**What this task involves:** The word "granite" may appear in some of the lines below. State how many lines contain it, and write only that number.

**Material to process:**
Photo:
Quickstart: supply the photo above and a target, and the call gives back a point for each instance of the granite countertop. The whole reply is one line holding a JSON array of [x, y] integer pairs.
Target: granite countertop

* * *

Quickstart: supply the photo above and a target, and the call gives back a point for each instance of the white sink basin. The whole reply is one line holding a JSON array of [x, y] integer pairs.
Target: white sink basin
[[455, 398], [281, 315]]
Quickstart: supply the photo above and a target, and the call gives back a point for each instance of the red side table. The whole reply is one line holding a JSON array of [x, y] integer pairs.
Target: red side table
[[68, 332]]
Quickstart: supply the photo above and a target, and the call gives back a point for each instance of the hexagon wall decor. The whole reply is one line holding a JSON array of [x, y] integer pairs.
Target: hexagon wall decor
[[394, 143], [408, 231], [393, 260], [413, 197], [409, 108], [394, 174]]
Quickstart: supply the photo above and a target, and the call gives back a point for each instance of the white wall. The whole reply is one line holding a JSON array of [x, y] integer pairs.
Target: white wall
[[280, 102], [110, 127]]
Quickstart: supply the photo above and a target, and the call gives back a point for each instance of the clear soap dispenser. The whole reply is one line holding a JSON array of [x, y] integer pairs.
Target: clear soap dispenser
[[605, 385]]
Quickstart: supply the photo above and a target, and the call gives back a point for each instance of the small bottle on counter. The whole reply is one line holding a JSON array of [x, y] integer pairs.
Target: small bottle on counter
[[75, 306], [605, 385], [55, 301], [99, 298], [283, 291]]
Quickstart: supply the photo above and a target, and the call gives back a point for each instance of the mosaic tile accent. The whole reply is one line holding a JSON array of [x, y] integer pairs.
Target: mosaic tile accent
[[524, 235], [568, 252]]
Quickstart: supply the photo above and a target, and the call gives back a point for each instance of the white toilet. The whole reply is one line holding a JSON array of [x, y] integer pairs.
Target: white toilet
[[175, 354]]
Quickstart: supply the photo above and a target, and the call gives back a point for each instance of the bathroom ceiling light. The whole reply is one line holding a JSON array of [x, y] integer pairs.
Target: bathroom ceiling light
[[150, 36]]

**Answer for this exercise:** 2